— EXCERPTED PASSAGE —

* * *

[3/4] clocksource: stm32: add clocksource support

Message ID 20171215085247.14946-4-benjamin.gaignard@st.com
State New
Headers show
Series
  • stm32 clocksource driver rework
Related show

Commit Message

Benjamin Gaignard Dec. 15, 2017, 8:52 a.m.
The stm32 timer hardware is currently only used as a clock event device,
but it can be used as a clocksource as well.

Implement this by enabling the free running counter in the hardware block
and converting the clock event part from a count down event timer to a
comparator based timer.

Signed-off-by: Benjamin Gaignard <benjamin.gaignard@st.com>

---
 drivers/clocksource/timer-stm32.c | 114 ++++++++++++++++++++++++++++----------
 1 file changed, 86 insertions(+), 28 deletions(-)

-- 
2.15.0

Patch

diff --git a/drivers/clocksource/timer-stm32.c b/drivers/clocksource/timer-stm32.c
index de721d318065..38eb59bb7f8a 100644
--- a/drivers/clocksource/timer-stm32.c
+++ b/drivers/clocksource/timer-stm32.c
@@ -16,6 +16,7 @@ 
 #include <linux/of_irq.h>
 #include <linux/clk.h>
 #include <linux/reset.h>
+#include <linux/sched_clock.h>
 #include <linux/slab.h>
 
 #include "timer-of.h"
@@ -24,17 +25,15 @@ 
 #define TIM_DIER	0x0c
 #define TIM_SR		0x10
 #define TIM_EGR		0x14
+#define TIM_CNT		0x24
 #define TIM_PSC		0x28
 #define TIM_ARR		0x2c
+#define TIM_CCR1	0x34
 
 #define TIM_CR1_CEN	BIT(0)
-#define TIM_CR1_OPM	BIT(3)
+#define TIM_CR1_UDIS	BIT(1)
 #define TIM_CR1_ARPE	BIT(7)
-
-#define TIM_DIER_UIE	BIT(0)
-
-#define TIM_SR_UIF	BIT(0)
-
+#define TIM_DIER_CC1IE	BIT(1)
 #define TIM_EGR_UG	BIT(0)
 
 #define MAX_TIM_PSC	0xFFFF
@@ -46,29 +45,44 @@  static int stm32_clock_event_shutdown(struct clock_event_device *evt)
 {
 	struct timer_of *to = to_timer_of(evt);
 
-	writel_relaxed(0, timer_of_base(to) + TIM_CR1);
+	writel_relaxed(0, timer_of_base(to) + TIM_DIER);
 
 	return 0;
 }
 
-static int stm32_clock_event_set_periodic(struct clock_event_device *evt)
+static int stm32_clock_event_set_next_event(unsigned long evt,
+					    struct clock_event_device *clkevt)

* * *

— EXERCISE MATERIAL —
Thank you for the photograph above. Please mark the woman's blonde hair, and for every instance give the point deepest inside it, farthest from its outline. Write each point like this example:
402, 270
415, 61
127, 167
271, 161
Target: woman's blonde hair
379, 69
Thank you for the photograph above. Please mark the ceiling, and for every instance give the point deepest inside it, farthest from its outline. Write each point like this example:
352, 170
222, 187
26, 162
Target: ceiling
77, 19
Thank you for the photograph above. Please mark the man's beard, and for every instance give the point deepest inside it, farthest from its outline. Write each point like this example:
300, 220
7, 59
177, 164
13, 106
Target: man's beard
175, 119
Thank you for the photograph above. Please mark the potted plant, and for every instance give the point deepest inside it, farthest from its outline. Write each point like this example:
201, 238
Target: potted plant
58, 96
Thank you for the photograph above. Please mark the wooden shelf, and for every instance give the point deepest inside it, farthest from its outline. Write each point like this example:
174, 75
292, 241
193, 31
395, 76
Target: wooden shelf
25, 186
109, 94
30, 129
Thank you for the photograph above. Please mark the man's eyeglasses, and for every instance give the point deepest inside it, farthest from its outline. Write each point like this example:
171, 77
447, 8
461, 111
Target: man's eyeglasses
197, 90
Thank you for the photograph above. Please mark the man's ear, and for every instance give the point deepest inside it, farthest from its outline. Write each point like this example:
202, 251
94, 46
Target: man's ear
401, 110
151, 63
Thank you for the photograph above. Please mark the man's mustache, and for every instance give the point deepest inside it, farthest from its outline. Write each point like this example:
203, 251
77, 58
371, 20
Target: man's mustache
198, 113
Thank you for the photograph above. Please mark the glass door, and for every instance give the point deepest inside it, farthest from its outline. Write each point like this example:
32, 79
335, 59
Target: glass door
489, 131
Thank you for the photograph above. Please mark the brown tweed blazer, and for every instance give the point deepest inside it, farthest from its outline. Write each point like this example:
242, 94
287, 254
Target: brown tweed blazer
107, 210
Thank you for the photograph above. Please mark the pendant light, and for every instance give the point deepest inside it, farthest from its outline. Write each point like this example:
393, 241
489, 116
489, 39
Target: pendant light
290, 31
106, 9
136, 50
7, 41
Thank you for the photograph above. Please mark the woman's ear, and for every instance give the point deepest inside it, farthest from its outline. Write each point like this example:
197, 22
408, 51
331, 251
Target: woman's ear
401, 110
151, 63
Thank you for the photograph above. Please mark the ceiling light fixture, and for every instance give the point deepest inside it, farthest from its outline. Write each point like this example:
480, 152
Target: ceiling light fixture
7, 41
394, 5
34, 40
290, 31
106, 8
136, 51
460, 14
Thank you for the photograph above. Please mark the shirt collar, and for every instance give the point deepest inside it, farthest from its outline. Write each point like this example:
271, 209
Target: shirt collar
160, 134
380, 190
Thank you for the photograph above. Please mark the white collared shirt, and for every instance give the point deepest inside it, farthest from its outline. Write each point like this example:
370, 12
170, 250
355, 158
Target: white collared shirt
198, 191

* * *

— PROBLEM 1 —
Output the records as a JSON list of strings, one string per line with blank lines omitted, starting with the line containing "the ceiling light" and running through the last line of the records.
— PROBLEM 2 —
Write what comes next in the stm32 clocksource patch, picking up after its last line.
The patch text and the records have nothing to do with each other.

— EXERCISE RESPONSE 1 —
[
  "Thank you for the photograph above. Please mark the ceiling light fixture, and for every instance give the point deepest inside it, farthest from its outline. Write each point like this example:",
  "480, 152",
  "Target: ceiling light fixture",
  "7, 41",
  "394, 5",
  "34, 40",
  "290, 31",
  "106, 8",
  "136, 51",
  "460, 14",
  "Thank you for the photograph above. Please mark the shirt collar, and for every instance give the point deepest inside it, farthest from its outline. Write each point like this example:",
  "271, 209",
  "Target: shirt collar",
  "160, 134",
  "380, 190",
  "Thank you for the photograph above. Please mark the white collared shirt, and for every instance give the point deepest inside it, farthest from its outline. Write each point like this example:",
  "370, 12",
  "170, 250",
  "355, 158",
  "Target: white collared shirt",
  "198, 191"
]

— EXERCISE RESPONSE 2 —
 {
-	struct timer_of *to = to_timer_of(evt);
+	struct timer_of *to = to_timer_of(clkevt);
+	unsigned long now, next;
+
+	next = readl_relaxed(timer_of_base(to) + TIM_CNT) + evt;
+	writel_relaxed(next, timer_of_base(to) + TIM_CCR1);
+	now = readl_relaxed(timer_of_base(to) + TIM_CNT);
+
+	if ((next - now) > evt)
+		return -ETIME;
 
-	writel_relaxed(timer_of_period(to), timer_of_base(to) + TIM_ARR);
-	writel_relaxed(TIM_CR1_ARPE | TIM_CR1_CEN, timer_of_base(to) + TIM_CR1);
+	writel_relaxed(TIM_DIER_CC1IE, timer_of_base(to) + TIM_DIER);
 
 	return 0;
 }
 
-static int stm32_clock_event_set_next_event(unsigned long evt,
-					    struct clock_event_device *clkevt)
+static int stm32_clock_event_set_periodic(struct clock_event_device *evt)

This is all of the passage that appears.